### EXERCISES TO COMPLETE
**a.** According to the article on the Clyde Tunnel, in what year did the pedestrian underpass open?
**b.** Continue the article on the Portal walk through the Clyde Tunnel from the point where it ends.

Time was when anyone walking through the Clyde Tunnel
was a potentially dangerous journey. Anyone who ever used the Glasgow walk-way as
a means of getting between the north and south sides of the city or vice versa
late at night in the 1980s and lived to tell the tale will shudder at the
memory of such fool-hardy and possibly alcohol-fuelled behaviour. These days,
however, things are different in what is now a brighter, cleaner and infinitely
less scary promenade along the 762 metre concrete underpass which opened
alongside the more widely used road tunnel in 1963.
This should be made apparent when Glasgow-based international
arts producers Cryptic unveil Portal, an audio-visual walk through the tunnel
that forms one of a trio of events as part of the company’s latest events under
the Sonica banner. Normally a bi-annual festival of audio-visual art, Portal
and its accompanying spectacles of sound and vision across the city effectively
amounts to a Sonica summer special. This has largely been made possible by Festival
2018, the cultural strand of the Glasgow 2018 European Championships that will
run throughout August, and which has supported two of Sonica’s summer events,
including Portal.
“It’s something I want Glasgow to be proud of,” says
Cryptic artistic director and founder of Sonica, Cathie Boyd. “The great thing
about all of the Sonica events in Festival 2018 and all the cultural events in
Glasgow 2018 is that things that can take place which normally wouldn’t, and
that’s because the sporting events in Glasgow 2018 are helping make them
happen. The fact that all the Sonica events are free and family-friendly is
important as well.”
Portal is the brainchild of Cryptic associate artist Robbie
Thomson, who, along with composer Alex Menzies, aka techno-classical
electronicist and DJ Alex Smoke, have created a sensurround promenade through
the tunnel in what is the fifty-fifth anniversary of its opening.
“I’d always been interested in underground spaces in
Glasgow ,’ says Thomson, “and there was something about the length and the
acoustics of it as well as this brutalist architecture that already felt like
it could be the set of a science-fiction film. There’s something about its
subterranean space as well made me start thinking about a metaphorical
mythological journey that takes you down into somewhere really dark before
coming out into the light on the other side. It’s a really iconoclastic space.”
The result of this for audiences is a journey into the
unknown by way of a series of hi-tech ghost train-like interventions. A key
component of Portal is provided by Bots, a UK-based company of automation
experts who specialise in robots.
“We’re using this sculptural robotic installation
based on the idea of synthetic biological forms that are inhabitants of the
tunnel,” says Thomson. “We’ve borrowed one of the robots from Bots, and we want
to make it interactive, so it can interact with people as they’re walking
through the tunnel.
“I want people that use the tunnel a lot to come down
and have the experience of it being reimagined in this way, and to be able to
step into this futuristic world in a way that’s being used in a completely
different way to its everyday use.”

### RECORD EXTRACTS

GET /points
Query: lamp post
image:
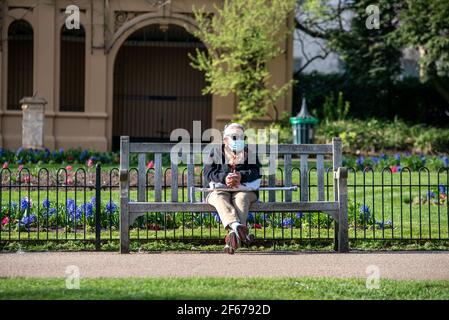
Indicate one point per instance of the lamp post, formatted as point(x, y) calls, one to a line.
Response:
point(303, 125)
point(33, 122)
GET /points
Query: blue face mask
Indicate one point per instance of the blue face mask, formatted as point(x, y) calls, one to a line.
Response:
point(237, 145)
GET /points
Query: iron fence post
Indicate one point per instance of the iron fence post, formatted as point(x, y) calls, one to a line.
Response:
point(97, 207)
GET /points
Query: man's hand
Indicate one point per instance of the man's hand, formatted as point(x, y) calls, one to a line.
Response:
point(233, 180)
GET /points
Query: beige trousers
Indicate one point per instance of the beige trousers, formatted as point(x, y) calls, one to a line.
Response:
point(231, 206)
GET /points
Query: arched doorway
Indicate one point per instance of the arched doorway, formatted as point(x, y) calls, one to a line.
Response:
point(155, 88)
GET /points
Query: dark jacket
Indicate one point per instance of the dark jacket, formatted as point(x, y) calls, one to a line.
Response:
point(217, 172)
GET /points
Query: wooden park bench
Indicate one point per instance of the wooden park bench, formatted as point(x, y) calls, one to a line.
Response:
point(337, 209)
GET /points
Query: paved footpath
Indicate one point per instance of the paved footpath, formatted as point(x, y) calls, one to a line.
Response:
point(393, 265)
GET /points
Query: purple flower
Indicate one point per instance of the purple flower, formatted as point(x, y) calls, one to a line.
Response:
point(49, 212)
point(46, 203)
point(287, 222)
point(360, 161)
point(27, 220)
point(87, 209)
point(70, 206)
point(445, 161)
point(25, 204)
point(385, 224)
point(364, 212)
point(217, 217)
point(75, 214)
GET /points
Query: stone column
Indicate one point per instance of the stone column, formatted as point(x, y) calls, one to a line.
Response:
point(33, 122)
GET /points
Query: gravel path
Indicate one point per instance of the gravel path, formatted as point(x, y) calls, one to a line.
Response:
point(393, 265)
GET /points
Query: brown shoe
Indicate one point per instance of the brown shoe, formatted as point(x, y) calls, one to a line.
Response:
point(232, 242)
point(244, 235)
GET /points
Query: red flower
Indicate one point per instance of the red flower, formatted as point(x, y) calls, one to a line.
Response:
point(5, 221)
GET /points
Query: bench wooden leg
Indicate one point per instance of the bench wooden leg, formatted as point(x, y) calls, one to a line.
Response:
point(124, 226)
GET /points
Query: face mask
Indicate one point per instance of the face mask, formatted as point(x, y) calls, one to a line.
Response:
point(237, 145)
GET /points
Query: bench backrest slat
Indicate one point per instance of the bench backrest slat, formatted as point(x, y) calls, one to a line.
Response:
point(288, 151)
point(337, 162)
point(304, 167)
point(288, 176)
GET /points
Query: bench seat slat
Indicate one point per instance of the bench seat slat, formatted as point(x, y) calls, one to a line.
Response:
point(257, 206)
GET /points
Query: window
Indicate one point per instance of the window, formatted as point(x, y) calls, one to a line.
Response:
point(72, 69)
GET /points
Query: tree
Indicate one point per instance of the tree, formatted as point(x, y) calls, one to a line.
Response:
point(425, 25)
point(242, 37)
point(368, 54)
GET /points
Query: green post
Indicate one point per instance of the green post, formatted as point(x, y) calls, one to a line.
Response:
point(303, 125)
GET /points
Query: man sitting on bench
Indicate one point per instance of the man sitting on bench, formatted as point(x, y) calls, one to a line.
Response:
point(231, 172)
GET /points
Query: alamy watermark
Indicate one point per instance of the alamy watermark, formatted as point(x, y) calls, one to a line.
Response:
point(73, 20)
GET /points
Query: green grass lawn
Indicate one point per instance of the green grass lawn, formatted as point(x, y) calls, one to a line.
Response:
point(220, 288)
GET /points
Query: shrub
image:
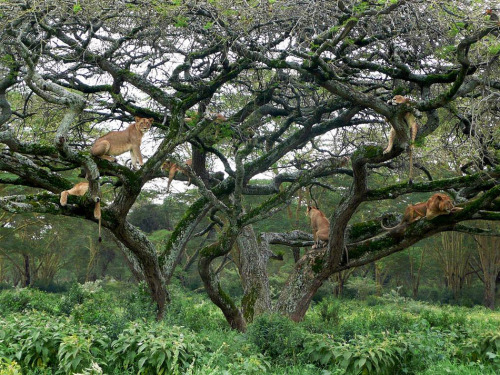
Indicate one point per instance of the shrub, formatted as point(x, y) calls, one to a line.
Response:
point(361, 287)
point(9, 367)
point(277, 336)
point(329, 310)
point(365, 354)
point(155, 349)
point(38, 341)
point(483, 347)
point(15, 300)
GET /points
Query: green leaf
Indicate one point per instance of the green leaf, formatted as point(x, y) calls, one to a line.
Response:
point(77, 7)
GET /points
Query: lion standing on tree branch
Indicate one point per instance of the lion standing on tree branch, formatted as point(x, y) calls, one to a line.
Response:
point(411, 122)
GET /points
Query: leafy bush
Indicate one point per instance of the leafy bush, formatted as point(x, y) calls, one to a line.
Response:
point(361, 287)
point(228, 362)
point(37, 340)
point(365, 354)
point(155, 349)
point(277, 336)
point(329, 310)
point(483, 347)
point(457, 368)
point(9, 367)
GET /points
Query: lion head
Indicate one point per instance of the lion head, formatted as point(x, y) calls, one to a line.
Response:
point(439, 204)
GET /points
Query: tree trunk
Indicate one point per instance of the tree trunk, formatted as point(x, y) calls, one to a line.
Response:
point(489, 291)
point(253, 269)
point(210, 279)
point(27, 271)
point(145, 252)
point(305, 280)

### LIST OF ANSWERS
**a.** 1963

**b.**
With George Square being the focal point of Festival
2018, Sonica’s contribution will be Pivot, a large-scale interactive work by
Australian artists Madeleine Flynn and Tim Humphrey which uses artificial
intelligence to make a talking see-saw which will chat to participants who take
a ride on it. Such activity is something of a rarity even on normal see-saws, according
to Boyd.
“If you go to a lot of adventure playgrounds, there’s
a very good chance that you won’t see a see-saw at all,” she says. “That’s
because they’ve been removed for health and safety reasons, and that’s one of
the reasons we wanted Madeleine and Tim to do Pivot here.”
Already up and running is a third piece, Visaurihelix,
an inter-active audio-visual installation by Louise Harris based on the
geometric proportions that form a central part of Charles Rennie Mackintosh’s
architecture. Installed in the
Mackintosh Tower at The Lighthouse, Visaurihelix features recordings taken from
six Mackintosh-designed buildings in Glasgow played over a thirty-minute loop
spread out over six speakers on each floor of the tower. Visual representations
of the composition will come from a purpose-built circular construction situated
at the base of the tower. An interactive sonic element utilises bowed and
e-bowed piano strings connected between the different levels of the staircase.
“It stems from my lifelong obsession with Mackintosh
design,” says Harris, who recorded inside such iconic spaces as Scotland Street
School, House for an Art Lover and the Lighthouse itself. “Walking through each
space, I was surprised how how differently they all sounded. Each one has an
individual character, and I think it will be interesting how hearing them in
the narrow space of the staircase affects things. Things will sound different
depending on where you’re standing. Then when you get to the top it will almost
be like looking down into a wishing well.”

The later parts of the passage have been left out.